Task item: Look below for the line holding "An instance of the white tiled" and the line holding "An instance of the white ceiling". Transcribe exactly those lines and all lines between them, nothing more.

━━━━━ Extracted data ━━━━━

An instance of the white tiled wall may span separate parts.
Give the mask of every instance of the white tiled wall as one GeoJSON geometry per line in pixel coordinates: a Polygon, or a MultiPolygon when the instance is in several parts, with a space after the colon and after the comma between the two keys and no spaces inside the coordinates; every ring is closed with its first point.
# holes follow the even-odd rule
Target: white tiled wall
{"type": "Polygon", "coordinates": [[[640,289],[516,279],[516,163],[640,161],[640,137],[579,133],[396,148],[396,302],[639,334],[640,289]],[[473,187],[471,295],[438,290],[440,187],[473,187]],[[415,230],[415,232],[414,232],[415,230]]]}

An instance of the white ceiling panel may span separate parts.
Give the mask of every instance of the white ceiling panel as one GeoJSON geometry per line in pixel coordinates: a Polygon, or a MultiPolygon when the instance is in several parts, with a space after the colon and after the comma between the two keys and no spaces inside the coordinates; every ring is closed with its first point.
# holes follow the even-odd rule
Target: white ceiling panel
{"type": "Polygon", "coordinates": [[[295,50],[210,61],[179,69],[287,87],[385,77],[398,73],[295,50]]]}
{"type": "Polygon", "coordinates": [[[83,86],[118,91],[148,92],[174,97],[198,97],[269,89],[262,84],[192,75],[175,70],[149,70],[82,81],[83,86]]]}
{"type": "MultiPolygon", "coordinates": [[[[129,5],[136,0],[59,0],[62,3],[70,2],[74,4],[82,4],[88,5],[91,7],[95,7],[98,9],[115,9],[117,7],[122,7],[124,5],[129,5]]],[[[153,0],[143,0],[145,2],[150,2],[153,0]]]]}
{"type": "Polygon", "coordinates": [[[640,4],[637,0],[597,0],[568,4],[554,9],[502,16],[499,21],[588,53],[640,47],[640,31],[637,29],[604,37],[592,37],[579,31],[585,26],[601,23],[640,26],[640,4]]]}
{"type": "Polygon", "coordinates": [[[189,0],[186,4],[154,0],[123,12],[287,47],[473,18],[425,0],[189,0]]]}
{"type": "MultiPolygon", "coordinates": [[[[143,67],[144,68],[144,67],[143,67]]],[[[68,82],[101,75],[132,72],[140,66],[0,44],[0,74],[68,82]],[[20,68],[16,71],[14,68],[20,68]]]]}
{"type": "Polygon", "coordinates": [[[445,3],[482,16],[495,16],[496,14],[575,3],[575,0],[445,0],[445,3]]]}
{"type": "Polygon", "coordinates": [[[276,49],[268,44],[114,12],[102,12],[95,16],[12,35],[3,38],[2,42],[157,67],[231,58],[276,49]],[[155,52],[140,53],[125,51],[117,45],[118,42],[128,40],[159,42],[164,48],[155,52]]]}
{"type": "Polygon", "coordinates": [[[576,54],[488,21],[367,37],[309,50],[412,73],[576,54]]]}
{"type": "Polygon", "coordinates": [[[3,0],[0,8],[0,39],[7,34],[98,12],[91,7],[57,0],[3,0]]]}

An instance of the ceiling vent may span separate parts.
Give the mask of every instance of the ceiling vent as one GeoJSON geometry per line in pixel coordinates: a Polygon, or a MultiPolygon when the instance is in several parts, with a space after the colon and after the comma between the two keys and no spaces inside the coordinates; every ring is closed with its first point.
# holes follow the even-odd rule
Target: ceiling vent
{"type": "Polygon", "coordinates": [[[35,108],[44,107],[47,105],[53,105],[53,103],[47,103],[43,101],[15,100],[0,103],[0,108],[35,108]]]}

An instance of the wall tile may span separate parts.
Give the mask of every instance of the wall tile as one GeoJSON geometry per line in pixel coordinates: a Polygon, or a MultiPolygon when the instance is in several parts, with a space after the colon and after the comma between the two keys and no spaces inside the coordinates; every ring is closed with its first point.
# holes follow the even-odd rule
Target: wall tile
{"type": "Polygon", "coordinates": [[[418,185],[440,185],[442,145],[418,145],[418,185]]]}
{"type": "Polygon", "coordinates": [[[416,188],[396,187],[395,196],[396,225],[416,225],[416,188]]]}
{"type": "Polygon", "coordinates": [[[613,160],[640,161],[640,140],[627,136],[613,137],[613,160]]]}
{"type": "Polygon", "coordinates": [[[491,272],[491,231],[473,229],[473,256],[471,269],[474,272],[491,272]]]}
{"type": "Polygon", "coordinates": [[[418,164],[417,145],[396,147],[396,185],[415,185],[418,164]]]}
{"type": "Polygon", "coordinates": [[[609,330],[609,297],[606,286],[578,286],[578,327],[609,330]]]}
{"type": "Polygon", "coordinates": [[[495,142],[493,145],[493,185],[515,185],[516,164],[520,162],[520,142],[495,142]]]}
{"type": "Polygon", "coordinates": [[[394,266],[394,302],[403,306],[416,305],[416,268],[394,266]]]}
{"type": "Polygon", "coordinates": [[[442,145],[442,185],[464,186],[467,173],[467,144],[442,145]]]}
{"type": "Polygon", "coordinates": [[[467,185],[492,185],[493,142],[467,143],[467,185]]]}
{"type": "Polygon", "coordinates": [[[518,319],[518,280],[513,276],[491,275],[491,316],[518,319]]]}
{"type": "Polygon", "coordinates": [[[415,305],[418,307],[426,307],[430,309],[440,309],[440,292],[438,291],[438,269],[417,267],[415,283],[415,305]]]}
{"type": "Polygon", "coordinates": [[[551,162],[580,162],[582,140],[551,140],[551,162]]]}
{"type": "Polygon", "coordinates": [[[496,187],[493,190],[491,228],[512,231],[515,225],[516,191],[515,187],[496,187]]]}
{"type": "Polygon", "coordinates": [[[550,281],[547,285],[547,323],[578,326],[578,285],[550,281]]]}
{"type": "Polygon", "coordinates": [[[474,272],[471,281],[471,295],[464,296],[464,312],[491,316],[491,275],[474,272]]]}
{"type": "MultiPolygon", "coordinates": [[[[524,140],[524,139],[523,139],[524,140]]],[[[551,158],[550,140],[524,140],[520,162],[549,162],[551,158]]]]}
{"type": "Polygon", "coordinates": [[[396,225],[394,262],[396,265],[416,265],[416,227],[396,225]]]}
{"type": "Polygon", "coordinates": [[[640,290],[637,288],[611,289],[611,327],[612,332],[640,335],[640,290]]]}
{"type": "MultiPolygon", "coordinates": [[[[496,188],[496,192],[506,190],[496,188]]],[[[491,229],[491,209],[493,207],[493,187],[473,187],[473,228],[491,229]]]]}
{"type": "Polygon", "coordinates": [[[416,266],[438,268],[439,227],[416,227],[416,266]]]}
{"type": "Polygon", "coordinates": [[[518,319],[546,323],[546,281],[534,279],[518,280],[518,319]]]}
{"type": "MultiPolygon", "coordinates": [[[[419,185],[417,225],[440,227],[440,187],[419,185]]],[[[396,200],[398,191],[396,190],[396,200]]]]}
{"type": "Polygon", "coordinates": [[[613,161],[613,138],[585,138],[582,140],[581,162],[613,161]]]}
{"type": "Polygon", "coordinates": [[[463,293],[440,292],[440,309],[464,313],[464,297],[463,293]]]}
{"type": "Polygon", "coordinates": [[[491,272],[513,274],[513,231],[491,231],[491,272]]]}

━━━━━
━━━━━ Extracted data ━━━━━

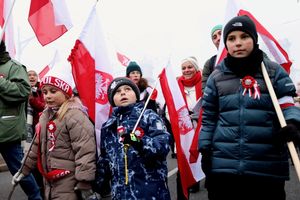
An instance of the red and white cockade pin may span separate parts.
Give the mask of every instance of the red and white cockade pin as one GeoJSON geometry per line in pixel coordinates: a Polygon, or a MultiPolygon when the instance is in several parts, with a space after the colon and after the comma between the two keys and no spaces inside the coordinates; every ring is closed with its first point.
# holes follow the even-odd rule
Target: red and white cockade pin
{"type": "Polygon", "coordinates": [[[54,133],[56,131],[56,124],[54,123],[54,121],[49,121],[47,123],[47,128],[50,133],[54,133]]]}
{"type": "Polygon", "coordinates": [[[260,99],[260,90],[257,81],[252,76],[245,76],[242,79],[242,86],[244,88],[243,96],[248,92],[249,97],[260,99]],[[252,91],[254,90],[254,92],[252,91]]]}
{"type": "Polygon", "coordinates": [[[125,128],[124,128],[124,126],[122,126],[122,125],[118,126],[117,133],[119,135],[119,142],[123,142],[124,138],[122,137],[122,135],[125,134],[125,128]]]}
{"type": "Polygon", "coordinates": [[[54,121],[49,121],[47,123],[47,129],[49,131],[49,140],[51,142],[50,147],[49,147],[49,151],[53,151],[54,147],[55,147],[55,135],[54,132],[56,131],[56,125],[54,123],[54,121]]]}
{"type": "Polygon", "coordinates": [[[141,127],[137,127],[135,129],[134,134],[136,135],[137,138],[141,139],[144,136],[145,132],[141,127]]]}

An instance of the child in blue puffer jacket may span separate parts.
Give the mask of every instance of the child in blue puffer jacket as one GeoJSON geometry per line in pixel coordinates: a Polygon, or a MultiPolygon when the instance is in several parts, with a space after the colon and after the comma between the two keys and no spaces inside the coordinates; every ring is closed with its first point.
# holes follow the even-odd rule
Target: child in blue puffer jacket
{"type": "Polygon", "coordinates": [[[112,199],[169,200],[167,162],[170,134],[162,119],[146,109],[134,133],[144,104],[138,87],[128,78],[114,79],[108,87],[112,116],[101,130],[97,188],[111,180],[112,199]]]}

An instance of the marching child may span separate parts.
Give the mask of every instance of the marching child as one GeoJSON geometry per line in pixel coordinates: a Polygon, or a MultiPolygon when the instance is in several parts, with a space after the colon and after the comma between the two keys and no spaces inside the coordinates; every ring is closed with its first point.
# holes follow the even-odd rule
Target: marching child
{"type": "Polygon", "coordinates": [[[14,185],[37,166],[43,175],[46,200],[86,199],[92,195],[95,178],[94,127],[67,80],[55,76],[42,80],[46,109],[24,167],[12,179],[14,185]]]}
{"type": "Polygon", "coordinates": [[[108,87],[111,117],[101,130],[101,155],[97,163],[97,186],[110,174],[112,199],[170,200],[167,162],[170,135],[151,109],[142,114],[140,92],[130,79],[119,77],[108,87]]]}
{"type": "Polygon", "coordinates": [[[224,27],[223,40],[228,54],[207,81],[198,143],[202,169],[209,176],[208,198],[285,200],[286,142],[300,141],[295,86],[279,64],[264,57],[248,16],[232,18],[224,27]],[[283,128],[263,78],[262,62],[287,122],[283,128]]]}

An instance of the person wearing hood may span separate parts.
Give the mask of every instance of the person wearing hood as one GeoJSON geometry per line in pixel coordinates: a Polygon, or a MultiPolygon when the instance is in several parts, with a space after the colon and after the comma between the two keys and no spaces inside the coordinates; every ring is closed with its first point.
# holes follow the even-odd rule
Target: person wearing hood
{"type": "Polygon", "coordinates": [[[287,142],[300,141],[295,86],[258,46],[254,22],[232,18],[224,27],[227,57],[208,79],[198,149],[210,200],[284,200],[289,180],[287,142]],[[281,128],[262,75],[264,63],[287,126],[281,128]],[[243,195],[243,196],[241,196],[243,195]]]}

━━━━━

Response to this task:
An instance of the white tiled wall may span separate parts.
Give the mask of every instance of the white tiled wall as one GeoJSON geometry per line in pixel coordinates: a Polygon, or a MultiPolygon when the instance is in several parts, with a space after the colon and after the comma between the two keys and no spaces inside the coordinates; every ring is closed with its first point.
# holes follow the even-odd rule
Target: white tiled wall
{"type": "Polygon", "coordinates": [[[640,289],[516,279],[516,163],[640,161],[640,137],[579,133],[396,148],[396,302],[639,334],[640,289]],[[473,187],[471,295],[438,290],[440,187],[473,187]],[[415,230],[415,232],[414,232],[415,230]]]}

An instance of the white ceiling panel may span separate parts.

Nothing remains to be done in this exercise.